__Source passage__:
* * * *
The Delivery Lead: A New Type of Maker

Atomic is adding a new type of maker called the Delivery Lead to our lineup. Recently, we’ve recognized ways to enhance the experience of our clients and teams and build better software in the process. The Delivery Lead position is the result of more than a year’s worth of experimentation in this area. As one of the first to hold that position at Atomic Object, I’d like to introduce the Delivery Lead role and share the context for how we got here.

Later in this article, I’ll delve more into what a Delivery Lead is and does. For now, the broad definition is that Delivery Leads are responsible for collaborating on and co-creating products with our designers, developers, and clients in the areas of communication, project and product management, and high-level product architecture. It’s our job to be the client’s proxy for the team when the client isn’t available. We make sure the team is unblocked, and we keep everybody in sync, marching towards the product goal.

Atomic Object employees discussing a project with their Delivery Lead

How We Got Here

Our company turns 15 this year. Over our history, we’ve gone through a couple of phases and evolutions in our quest to make great software.

Atomic Object came onto the scene in 2001 during a very different era in the software world. Most consumer software was delivered on CD-ROM. Releases were very expensive, and bugs were rampant. Code quality was very poor.

Extreme Programming (XP or agile) was born as a reaction to these circumstances. Our company utilized XP practices and focused on building high-quality, bug-free software. And we were very good at it.

Soon, Atomic realized that high-quality software was useless if it wasn’t also useful and usable. We began engaging more with our clients at the product level, and we added designers to our teams. We were one of the first companies in the agile movement—or any software environment, really—to embed designers in development teams, rather than creating a separate design department. Our core belief was that without walls (either physical or conceptual) between the members of a product team, we could create better software.
* * * *
__Record excerpts__:
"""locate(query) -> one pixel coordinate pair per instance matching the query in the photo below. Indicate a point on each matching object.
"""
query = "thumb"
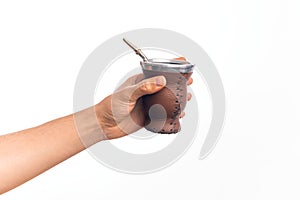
(148, 86)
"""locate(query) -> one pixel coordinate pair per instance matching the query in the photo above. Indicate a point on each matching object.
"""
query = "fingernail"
(160, 81)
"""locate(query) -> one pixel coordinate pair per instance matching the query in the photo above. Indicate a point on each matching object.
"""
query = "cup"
(164, 107)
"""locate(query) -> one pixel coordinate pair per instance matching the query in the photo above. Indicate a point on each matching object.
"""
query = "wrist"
(88, 127)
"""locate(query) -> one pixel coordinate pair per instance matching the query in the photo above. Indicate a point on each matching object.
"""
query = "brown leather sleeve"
(164, 107)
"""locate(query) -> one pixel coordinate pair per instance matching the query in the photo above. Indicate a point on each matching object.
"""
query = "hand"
(122, 113)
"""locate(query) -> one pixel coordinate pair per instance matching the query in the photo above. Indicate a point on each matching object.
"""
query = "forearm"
(28, 153)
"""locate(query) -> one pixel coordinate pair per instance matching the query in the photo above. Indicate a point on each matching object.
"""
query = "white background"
(255, 46)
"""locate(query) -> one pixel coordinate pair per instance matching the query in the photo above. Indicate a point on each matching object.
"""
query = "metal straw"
(137, 50)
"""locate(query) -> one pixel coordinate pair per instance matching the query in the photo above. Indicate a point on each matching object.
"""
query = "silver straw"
(138, 51)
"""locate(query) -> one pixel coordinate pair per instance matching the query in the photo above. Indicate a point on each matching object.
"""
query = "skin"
(28, 153)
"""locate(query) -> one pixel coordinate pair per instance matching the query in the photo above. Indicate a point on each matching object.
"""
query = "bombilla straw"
(136, 50)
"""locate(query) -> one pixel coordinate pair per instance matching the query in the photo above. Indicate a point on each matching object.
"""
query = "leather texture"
(164, 107)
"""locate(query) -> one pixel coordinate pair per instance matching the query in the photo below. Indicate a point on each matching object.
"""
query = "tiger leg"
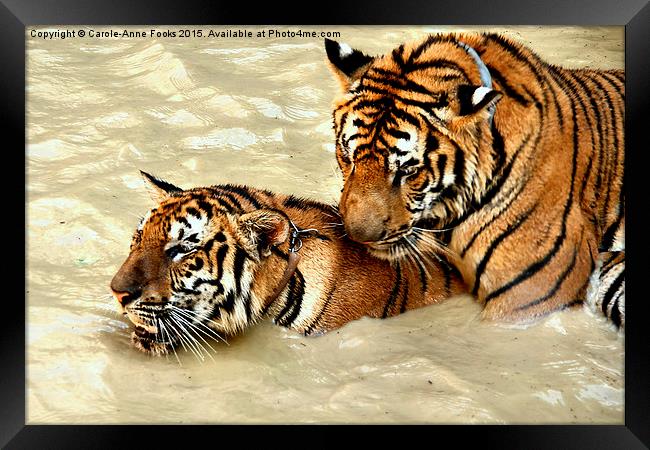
(606, 291)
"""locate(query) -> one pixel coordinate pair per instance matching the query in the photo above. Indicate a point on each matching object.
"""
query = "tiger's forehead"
(177, 218)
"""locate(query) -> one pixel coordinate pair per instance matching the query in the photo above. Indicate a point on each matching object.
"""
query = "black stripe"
(612, 166)
(497, 184)
(616, 84)
(406, 117)
(440, 166)
(439, 64)
(398, 134)
(556, 286)
(198, 264)
(193, 212)
(405, 296)
(609, 263)
(243, 192)
(539, 264)
(415, 54)
(398, 57)
(238, 268)
(229, 304)
(386, 73)
(341, 123)
(294, 300)
(504, 207)
(206, 207)
(227, 201)
(508, 90)
(446, 271)
(183, 220)
(428, 106)
(615, 315)
(316, 320)
(608, 238)
(393, 295)
(221, 256)
(572, 77)
(613, 288)
(498, 150)
(480, 268)
(199, 281)
(398, 83)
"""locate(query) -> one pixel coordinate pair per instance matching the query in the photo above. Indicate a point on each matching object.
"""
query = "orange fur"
(234, 243)
(526, 172)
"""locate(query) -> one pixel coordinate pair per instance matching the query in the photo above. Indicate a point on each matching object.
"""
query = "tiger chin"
(208, 262)
(472, 146)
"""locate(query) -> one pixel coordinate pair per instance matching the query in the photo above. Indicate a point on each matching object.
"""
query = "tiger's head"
(191, 266)
(407, 128)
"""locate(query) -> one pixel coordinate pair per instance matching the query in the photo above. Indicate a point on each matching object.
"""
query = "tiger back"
(473, 147)
(208, 262)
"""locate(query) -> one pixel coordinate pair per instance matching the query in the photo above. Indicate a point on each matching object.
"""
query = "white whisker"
(182, 335)
(193, 314)
(163, 328)
(193, 327)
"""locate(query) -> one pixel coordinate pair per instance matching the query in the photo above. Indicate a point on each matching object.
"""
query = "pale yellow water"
(201, 111)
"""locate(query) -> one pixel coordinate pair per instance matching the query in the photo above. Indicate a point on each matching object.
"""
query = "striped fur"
(206, 261)
(521, 161)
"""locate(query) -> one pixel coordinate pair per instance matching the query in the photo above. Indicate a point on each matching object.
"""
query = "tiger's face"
(189, 271)
(406, 132)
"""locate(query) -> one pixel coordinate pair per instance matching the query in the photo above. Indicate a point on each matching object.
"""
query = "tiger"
(471, 147)
(212, 261)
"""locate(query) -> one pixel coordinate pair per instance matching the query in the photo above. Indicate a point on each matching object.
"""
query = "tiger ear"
(264, 229)
(473, 99)
(347, 64)
(159, 190)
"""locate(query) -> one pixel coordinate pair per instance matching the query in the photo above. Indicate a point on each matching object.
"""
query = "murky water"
(202, 111)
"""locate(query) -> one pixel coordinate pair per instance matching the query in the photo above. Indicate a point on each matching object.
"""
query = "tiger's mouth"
(417, 243)
(155, 343)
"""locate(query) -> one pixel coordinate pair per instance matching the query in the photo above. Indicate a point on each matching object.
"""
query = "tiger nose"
(364, 220)
(124, 298)
(365, 231)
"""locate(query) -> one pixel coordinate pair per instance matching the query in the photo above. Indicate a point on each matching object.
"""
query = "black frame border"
(16, 15)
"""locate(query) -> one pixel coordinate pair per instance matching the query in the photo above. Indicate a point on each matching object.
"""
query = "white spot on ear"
(448, 179)
(479, 94)
(344, 50)
(405, 145)
(144, 220)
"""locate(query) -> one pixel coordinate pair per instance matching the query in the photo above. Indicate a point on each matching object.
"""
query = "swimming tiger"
(512, 164)
(211, 261)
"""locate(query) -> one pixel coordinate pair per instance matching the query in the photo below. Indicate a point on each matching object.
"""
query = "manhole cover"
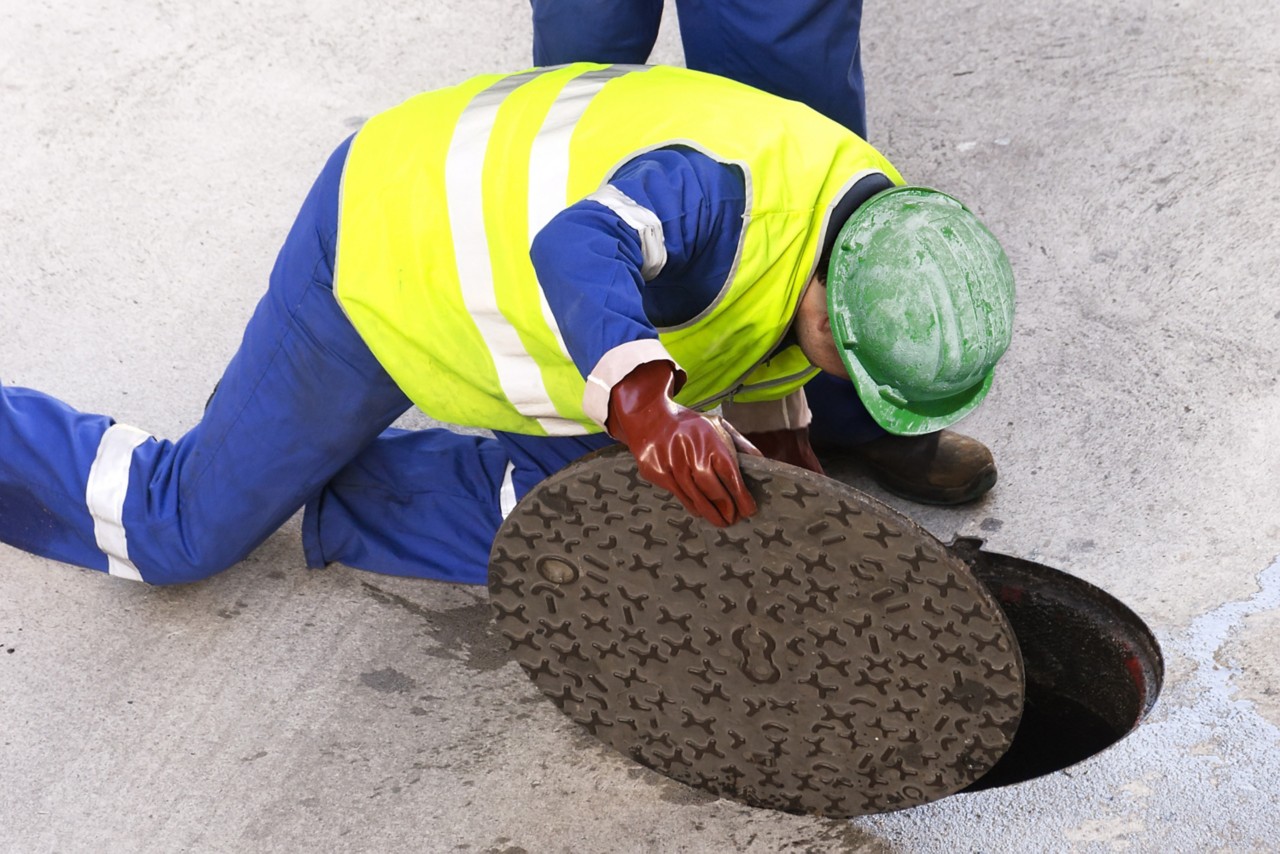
* * * *
__Your tasks__:
1: Answer these from the Delivery Lead article:
(a) In what year did Atomic Object come onto the scene?
(b) How much experimentation led to the Delivery Lead position?
(c) Instead of creating a separate design department, what did the company do with its designers?
2: In the Delivery Lead article, turn the paragraph beginning "Soon, Atomic realized" into a short bulleted list that keeps its main facts.
3: Extend the Delivery Lead article by a few paragraphs, picking up right after its final sentence.

__Set of answers__:
1:
(a) 2001
(b) More than a year's worth
(c) It embedded them in development teams.

2:
- Atomic realized that high-quality software was useless unless it was also useful and usable.
- It began engaging more with clients at the product level and added designers to its teams.
- It was one of the first companies to embed designers in development teams rather than creating a separate design department.
- Its core belief was that removing physical or conceptual walls between product team members leads to better software.

3:
Delivery Leads: Our Next Evolution

Since our company’s inception, one of our peculiarities (and perhaps a point of pride) has been the lack of project or account managers who sit between the client and the product team. Instead, our designers and developers interface directly with our clients, truly becoming “their team.” One key criterion in our hiring process is that our makers must be willing and able to be true consultants—not only doing the work of design or code, but also working directly with stakeholders to solve problems, create innovative solutions, and generate buy-in.

Traditionally, we’ve designated one maker, typically a developer, as the Project Lead. Our Project Leads have been responsible for running point on communication, keeping an eye on budget burn and backlog, and steering the ship in the right direction. They would do all this while also working as full-time developers on the project.

For some smaller projects with a single, highly engaged client stakeholder, the model I described above works okay. For more complex projects, it doesn’t. Additional stakeholders, integrations with other platforms or IoT devices, or working with a development team inside our client’s organization can often pose complexities.

Managing a software project under those circumstances can be close to a full-time job, and our clients are often very busy people whose time is allocated to other efforts within their organization. They don’t always have the bandwidth to stay deeply engaged with their Atomic team on a daily basis and be highly responsive to communication. When you compound this situation with the other responsibilities our senior makers face (mentoring, supporting older projects, company leadership, etc.), it can create stress for project teams and missed opportunities for our clients.

When we observed these factors, we decided to take action. Before officially creating this role within our company, we spent more than a year prototyping the role within teams and exploring what it could look like, what the responsibilities would be, and what type of person would be the ideal Delivery Lead.

In trying to explain the Delivery Lead role, it can be helpful to talk about what the role is not.

A Delivery Lead is not a product manager (but we’ll help you out).

In software, a great product manager is a subject matter expert who deeply understands his or her industry and target demographic. The product manager is also a visionary who can pinpoint not only where the industry is right now, but also where to innovate and take it to the next level. Product Managers gain this understanding through experiential knowledge (i.e., they did the job once) as well as deep, ongoing research into the field and target users.

My client Jim is a great example of a product manager. He’s a veteran educator with more than 40 years’ experience in the classroom and in teacher professional development. Jim leads a team of specialists at the Van Andel Education Institute who have developed innovative frameworks for science and engineering education.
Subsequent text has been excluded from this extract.